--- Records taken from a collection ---
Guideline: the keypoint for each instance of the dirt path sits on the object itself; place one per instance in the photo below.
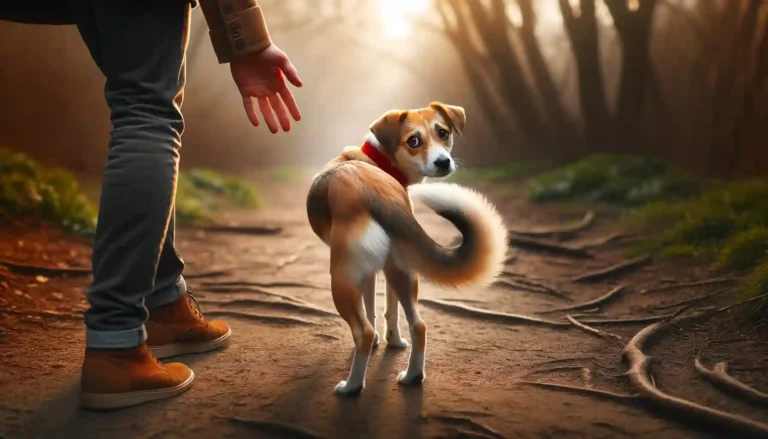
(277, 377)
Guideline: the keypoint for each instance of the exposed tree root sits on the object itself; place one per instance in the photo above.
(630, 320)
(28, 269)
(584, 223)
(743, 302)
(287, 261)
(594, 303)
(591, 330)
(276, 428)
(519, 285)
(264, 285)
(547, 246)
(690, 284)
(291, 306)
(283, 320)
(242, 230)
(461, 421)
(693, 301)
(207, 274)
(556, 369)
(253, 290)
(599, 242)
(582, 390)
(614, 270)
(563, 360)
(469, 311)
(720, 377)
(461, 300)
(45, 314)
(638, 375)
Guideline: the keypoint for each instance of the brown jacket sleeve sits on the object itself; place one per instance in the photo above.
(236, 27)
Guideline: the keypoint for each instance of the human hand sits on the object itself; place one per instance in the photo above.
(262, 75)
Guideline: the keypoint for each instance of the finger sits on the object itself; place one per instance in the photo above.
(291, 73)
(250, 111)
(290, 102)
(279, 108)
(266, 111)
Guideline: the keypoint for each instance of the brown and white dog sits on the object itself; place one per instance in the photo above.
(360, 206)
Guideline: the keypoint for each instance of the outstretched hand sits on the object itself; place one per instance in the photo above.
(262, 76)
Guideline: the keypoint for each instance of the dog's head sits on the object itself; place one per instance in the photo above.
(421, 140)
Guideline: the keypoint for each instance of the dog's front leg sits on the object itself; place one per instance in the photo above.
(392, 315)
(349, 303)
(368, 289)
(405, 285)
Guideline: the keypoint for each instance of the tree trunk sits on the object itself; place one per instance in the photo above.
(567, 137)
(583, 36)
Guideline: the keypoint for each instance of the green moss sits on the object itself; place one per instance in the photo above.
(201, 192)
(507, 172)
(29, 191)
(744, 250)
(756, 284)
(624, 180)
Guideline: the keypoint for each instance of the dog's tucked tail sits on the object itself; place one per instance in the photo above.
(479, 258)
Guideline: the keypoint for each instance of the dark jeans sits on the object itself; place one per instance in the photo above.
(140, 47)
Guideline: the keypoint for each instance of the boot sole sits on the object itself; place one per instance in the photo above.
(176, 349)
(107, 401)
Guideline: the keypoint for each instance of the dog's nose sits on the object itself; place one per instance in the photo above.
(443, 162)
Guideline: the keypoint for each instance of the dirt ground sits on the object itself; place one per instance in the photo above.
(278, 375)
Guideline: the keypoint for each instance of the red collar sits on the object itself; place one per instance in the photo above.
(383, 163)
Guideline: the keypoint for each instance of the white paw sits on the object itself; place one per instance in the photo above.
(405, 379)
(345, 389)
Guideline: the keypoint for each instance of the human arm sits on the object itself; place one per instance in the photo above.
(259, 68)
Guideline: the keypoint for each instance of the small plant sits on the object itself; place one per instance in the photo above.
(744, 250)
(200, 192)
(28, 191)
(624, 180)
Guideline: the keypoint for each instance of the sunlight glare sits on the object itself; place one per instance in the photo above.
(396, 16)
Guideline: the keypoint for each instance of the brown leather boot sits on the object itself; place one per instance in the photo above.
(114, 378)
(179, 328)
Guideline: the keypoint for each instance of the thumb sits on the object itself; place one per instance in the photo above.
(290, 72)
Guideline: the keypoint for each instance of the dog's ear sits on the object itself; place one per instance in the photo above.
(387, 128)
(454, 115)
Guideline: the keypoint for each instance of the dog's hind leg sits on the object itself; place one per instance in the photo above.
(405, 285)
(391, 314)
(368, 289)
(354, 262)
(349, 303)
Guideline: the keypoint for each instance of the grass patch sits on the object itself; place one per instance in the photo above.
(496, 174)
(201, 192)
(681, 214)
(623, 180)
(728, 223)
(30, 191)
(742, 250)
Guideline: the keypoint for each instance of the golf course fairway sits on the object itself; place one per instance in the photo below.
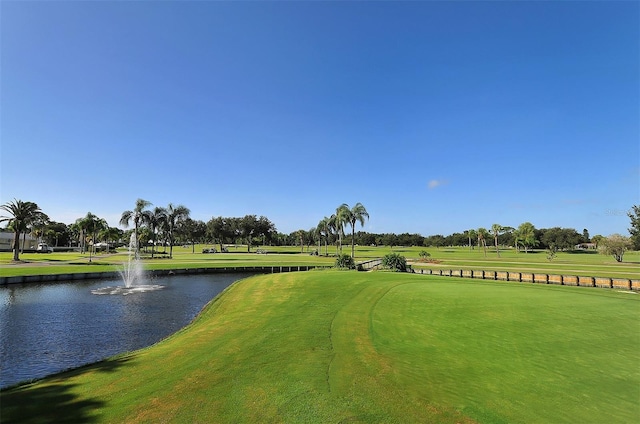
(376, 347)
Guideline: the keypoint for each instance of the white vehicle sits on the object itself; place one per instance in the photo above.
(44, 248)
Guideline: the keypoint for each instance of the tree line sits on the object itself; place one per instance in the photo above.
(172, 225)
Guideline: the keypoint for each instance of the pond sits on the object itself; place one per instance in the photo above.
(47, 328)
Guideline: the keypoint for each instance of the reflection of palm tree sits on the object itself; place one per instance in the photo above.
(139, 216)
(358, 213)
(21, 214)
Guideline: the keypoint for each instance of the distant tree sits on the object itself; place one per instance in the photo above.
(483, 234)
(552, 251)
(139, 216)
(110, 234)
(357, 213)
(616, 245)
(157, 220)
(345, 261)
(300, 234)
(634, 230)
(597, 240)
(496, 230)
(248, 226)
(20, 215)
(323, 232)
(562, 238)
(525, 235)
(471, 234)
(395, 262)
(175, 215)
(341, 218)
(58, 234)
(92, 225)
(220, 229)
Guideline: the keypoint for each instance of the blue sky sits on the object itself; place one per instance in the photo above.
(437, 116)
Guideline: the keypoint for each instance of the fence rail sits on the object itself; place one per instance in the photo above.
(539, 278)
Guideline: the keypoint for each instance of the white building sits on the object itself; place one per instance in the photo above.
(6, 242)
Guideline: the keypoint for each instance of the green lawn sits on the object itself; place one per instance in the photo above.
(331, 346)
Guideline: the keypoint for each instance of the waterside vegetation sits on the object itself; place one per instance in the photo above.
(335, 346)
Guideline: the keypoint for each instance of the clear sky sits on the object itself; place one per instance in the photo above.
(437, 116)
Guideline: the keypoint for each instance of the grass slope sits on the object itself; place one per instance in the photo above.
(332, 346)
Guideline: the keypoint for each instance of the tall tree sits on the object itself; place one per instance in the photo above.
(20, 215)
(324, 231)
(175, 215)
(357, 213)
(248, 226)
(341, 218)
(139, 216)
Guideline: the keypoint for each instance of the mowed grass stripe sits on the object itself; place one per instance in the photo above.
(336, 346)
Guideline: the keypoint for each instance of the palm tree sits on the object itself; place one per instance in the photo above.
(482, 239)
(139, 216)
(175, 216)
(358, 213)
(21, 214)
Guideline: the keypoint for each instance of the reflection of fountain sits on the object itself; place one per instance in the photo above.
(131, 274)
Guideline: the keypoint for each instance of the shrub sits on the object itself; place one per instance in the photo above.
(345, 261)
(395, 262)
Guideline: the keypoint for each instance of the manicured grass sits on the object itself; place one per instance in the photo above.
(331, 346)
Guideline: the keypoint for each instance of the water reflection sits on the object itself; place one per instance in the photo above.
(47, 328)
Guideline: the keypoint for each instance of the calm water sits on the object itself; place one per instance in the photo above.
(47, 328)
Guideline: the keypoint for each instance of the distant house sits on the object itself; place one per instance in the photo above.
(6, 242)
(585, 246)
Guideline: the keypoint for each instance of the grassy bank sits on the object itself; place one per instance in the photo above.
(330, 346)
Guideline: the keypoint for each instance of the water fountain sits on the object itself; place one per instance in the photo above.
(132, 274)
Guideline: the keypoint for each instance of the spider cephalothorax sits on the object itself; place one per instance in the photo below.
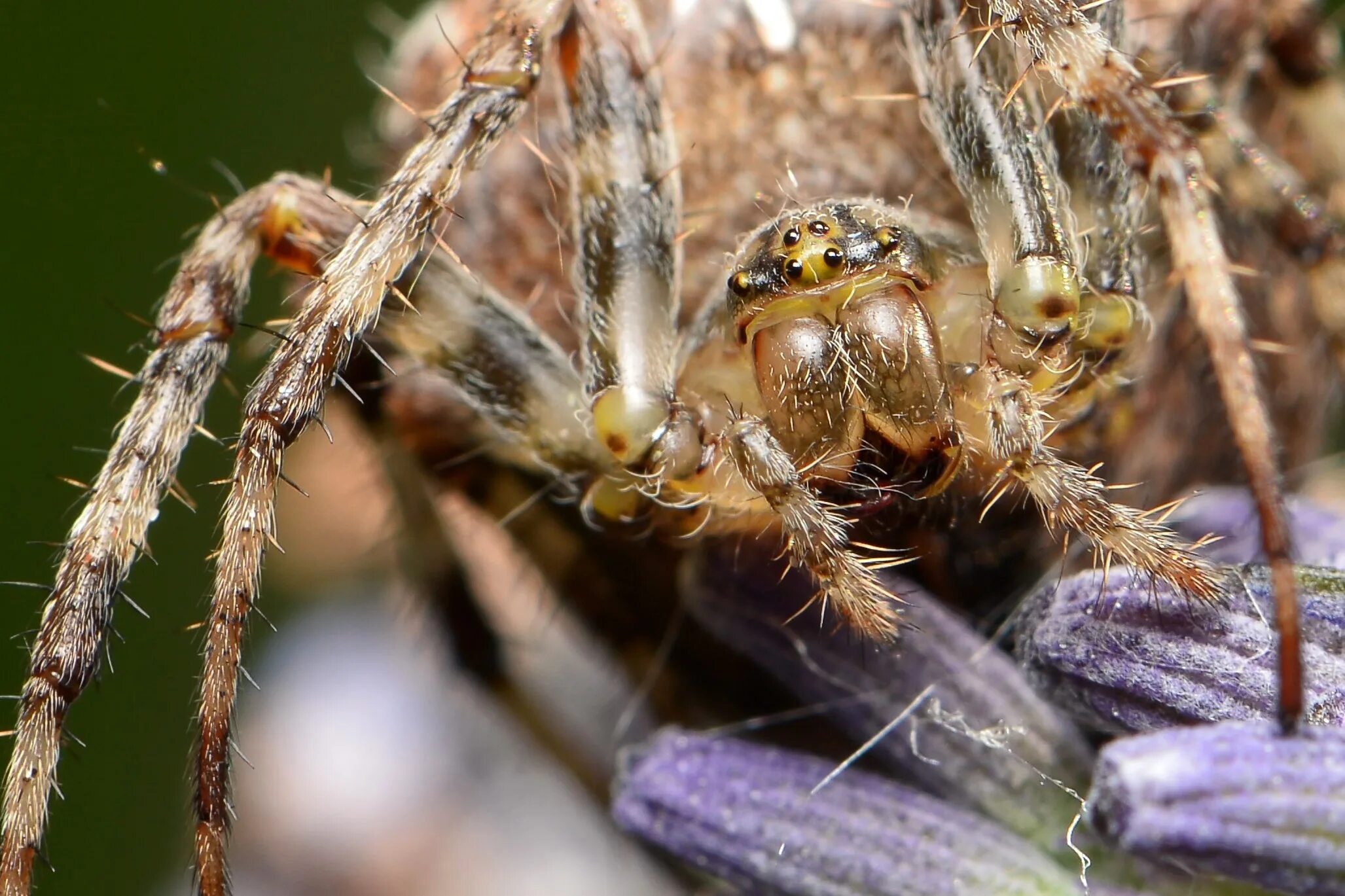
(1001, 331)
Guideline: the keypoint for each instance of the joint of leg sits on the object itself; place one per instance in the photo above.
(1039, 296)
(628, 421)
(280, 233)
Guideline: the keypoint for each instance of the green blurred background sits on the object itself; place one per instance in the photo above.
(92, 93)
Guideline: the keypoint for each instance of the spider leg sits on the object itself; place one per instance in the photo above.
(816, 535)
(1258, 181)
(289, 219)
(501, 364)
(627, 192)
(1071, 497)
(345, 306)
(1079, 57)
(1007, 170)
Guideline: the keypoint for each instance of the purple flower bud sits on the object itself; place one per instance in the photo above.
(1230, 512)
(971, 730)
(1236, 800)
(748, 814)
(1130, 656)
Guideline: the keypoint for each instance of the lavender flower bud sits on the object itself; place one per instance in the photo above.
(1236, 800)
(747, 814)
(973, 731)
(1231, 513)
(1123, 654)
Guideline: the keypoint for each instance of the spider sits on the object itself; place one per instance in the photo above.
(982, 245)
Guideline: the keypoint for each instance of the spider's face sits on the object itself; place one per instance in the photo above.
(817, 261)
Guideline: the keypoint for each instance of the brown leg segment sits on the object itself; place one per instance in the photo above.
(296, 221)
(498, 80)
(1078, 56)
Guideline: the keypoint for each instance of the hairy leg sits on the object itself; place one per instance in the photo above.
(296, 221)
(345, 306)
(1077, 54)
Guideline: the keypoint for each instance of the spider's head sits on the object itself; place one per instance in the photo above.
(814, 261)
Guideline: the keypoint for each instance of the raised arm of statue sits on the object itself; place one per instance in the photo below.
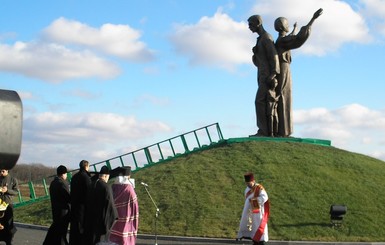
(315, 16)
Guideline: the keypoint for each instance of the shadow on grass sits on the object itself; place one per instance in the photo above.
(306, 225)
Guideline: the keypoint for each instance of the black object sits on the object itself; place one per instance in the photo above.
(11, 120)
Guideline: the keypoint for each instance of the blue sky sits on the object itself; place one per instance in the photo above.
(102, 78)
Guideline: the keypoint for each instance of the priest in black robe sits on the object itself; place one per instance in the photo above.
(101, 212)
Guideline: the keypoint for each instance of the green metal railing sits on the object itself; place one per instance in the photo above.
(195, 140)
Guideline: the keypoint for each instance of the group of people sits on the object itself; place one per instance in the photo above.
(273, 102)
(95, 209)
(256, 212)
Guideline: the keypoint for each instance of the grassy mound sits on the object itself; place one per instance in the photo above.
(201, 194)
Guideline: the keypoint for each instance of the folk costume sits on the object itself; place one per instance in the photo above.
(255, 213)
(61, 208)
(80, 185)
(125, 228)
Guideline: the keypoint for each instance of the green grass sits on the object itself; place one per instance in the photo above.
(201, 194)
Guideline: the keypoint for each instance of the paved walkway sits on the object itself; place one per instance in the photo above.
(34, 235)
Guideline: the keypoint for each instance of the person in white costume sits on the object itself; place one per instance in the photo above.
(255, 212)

--- SET TASK ---
Please repeat the part that opens with the line containing "Guideline: the keypoint for each instance of the water fountain" and closes with the line containing "(1130, 656)", switching "spider" to "arachnid" and leaving all else unchanged. Leave the pictures out of your answer.

--- ANSWER TO THIS EXERCISE ---
Guideline: the keypoint for each instance of the water fountain sits on the object itself; place one per instance in the photo above.
(132, 274)
Guideline: the keypoint for each instance of the arachnid cephalothorax sits on the object itself; place one per instance in the photo below.
(1001, 331)
Guideline: the keypoint for each instance of the joint of leg sits on the object itself; place one per instance in the photo above.
(1039, 296)
(628, 421)
(280, 233)
Guideline: the keypoint for each instance of the green blurred background sits on the object itself; place one per instance in the photo above.
(92, 93)
Guideline: the keypoint for each instance of the arachnid leg sits on the object itself; place one per instance in the photo above.
(816, 535)
(1258, 181)
(289, 219)
(501, 364)
(627, 192)
(1071, 497)
(345, 306)
(1079, 57)
(1007, 170)
Guideline: the keypoint for each instance of the purple flower bud sits on the object itself; place one per instance in the photo above.
(1230, 512)
(971, 730)
(1236, 800)
(748, 814)
(1130, 656)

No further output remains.